→ How to complete this task:
Report every line of the records below that contains the word "query".

→ Source material:
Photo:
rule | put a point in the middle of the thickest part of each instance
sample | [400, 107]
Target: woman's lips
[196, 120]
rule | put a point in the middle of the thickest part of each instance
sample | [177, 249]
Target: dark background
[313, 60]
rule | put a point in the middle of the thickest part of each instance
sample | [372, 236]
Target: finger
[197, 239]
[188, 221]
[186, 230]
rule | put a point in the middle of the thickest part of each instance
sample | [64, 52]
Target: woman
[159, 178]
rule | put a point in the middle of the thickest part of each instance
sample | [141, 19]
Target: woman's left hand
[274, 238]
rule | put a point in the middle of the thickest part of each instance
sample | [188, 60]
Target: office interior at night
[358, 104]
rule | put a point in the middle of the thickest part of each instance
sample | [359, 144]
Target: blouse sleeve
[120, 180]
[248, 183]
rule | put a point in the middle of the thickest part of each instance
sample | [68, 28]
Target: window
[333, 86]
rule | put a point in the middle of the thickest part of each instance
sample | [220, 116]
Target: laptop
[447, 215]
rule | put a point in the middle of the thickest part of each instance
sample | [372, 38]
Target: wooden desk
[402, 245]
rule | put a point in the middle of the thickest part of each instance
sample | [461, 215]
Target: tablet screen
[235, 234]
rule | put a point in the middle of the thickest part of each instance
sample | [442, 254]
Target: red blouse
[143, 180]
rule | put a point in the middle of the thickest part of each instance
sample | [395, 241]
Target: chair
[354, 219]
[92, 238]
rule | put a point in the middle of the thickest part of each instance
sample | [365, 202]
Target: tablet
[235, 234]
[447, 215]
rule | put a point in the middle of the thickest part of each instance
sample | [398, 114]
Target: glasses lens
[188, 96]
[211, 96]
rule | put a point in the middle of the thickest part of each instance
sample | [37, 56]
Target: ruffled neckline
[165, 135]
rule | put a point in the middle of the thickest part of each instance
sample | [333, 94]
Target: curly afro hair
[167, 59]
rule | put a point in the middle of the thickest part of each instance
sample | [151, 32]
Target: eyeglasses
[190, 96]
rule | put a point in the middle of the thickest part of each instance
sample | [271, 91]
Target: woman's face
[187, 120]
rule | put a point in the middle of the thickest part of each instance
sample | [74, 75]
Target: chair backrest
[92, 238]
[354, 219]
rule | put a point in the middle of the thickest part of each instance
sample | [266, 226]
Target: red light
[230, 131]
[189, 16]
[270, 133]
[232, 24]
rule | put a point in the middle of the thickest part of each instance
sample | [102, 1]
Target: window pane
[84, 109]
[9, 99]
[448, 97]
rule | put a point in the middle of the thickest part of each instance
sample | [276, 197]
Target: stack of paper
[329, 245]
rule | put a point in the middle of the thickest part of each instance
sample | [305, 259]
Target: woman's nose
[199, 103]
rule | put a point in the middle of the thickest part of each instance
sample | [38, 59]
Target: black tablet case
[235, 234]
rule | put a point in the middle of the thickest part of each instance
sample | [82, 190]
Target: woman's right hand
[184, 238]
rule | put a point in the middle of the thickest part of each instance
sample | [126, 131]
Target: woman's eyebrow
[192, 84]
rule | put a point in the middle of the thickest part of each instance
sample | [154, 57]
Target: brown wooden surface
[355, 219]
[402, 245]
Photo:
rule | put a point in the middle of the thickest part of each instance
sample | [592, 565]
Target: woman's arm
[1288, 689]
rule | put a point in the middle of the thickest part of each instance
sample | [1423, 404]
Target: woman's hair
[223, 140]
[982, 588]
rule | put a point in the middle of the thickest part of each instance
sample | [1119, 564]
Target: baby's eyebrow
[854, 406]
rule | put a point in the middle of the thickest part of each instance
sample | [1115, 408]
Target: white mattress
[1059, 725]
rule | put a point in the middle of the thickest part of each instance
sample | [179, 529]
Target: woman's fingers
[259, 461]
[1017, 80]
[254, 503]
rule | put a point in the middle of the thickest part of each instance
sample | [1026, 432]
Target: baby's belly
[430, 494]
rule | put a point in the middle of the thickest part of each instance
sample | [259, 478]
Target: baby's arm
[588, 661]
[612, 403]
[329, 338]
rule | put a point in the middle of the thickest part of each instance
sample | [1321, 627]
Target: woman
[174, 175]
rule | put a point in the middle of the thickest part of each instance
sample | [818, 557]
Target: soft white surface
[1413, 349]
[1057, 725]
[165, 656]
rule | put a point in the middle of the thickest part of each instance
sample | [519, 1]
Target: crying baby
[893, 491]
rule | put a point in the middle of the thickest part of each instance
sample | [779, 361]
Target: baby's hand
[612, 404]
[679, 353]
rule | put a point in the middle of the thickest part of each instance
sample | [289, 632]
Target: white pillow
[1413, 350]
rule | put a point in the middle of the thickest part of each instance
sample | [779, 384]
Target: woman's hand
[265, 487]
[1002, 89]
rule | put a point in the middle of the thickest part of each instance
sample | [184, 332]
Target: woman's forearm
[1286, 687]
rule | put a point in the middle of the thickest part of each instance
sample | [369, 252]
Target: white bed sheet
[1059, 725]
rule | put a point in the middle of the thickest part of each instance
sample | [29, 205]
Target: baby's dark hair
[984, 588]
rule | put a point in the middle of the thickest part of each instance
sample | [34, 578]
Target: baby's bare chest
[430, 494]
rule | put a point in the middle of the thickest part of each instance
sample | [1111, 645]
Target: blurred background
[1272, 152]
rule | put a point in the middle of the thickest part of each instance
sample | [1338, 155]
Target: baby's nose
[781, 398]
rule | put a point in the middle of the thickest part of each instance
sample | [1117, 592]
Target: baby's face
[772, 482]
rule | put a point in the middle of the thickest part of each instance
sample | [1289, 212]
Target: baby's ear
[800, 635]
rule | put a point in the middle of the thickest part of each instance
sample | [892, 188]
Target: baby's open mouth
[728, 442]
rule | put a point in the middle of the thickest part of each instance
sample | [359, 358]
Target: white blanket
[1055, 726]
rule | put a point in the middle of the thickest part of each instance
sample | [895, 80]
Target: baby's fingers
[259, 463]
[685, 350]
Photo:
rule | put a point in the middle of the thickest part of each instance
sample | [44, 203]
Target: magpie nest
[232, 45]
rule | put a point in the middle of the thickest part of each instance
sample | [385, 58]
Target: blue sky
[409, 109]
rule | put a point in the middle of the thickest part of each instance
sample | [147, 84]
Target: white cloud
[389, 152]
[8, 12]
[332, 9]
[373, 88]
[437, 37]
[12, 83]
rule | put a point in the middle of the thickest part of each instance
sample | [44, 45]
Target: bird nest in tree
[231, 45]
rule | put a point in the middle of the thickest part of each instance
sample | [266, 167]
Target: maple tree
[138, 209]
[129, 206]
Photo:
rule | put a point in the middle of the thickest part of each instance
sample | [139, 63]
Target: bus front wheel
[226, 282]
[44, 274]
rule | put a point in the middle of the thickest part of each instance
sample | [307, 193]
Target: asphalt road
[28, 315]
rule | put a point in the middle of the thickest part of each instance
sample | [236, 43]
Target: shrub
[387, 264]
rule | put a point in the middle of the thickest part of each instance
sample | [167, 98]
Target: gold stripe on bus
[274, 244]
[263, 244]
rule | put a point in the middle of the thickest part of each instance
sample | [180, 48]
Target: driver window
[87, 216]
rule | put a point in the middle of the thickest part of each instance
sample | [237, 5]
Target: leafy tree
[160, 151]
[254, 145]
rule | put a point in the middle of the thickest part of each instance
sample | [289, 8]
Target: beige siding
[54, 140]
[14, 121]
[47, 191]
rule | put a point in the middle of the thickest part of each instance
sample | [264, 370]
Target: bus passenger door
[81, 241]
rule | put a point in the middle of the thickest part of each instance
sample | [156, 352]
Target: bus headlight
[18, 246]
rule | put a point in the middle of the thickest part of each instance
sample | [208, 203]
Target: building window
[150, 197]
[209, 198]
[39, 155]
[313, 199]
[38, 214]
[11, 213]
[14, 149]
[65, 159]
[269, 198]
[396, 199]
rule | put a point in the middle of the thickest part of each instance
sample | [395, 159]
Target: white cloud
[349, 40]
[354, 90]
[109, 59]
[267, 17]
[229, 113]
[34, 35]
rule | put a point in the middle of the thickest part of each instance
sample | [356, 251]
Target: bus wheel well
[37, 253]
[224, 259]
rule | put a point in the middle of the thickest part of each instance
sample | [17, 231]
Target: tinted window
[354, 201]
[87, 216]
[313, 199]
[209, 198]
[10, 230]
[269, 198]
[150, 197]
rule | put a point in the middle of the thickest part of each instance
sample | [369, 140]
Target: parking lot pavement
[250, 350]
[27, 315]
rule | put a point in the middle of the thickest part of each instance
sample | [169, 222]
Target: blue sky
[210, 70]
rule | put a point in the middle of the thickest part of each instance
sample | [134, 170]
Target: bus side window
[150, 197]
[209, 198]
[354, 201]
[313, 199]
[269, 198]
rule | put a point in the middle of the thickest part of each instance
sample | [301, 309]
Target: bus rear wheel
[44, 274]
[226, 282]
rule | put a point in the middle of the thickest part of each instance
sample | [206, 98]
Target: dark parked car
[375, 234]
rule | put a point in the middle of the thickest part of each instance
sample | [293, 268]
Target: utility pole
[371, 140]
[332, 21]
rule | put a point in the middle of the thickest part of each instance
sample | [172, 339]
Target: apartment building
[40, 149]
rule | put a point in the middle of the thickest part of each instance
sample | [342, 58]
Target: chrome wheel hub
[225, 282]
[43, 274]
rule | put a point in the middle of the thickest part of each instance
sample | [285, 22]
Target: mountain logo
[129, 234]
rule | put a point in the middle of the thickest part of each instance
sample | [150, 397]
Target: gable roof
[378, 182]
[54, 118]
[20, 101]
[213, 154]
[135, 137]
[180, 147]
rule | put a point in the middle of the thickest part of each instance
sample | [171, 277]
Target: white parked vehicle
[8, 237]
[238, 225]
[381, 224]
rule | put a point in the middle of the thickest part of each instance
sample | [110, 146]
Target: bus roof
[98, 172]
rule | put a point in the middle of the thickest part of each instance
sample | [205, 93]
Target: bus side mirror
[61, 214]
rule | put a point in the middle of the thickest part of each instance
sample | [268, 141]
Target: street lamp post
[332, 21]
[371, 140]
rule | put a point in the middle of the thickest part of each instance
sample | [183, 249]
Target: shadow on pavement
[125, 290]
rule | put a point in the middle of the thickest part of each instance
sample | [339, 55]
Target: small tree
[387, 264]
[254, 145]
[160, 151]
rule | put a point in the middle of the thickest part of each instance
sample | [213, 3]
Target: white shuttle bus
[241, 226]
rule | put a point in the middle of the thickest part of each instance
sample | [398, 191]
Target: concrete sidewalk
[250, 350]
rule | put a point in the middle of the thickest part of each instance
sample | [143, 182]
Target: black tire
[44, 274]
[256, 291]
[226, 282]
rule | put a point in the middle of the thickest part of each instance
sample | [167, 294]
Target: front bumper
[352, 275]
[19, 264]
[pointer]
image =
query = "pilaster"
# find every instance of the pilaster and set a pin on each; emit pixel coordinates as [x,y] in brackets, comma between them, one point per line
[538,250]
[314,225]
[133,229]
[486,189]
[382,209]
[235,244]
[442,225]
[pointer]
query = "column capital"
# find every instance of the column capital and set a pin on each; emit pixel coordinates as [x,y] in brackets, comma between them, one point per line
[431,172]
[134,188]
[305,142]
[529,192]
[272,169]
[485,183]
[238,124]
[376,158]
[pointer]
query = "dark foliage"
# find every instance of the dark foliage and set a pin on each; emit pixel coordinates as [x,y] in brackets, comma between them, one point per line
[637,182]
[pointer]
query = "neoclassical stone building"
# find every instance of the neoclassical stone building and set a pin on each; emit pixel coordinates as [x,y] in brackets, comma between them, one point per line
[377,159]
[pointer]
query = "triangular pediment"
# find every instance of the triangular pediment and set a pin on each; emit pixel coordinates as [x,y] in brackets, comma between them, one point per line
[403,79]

→ Task result:
query = "pilaster"
query = "column capital"
query = "dark foliage"
query = "neoclassical stone building"
query = "triangular pediment"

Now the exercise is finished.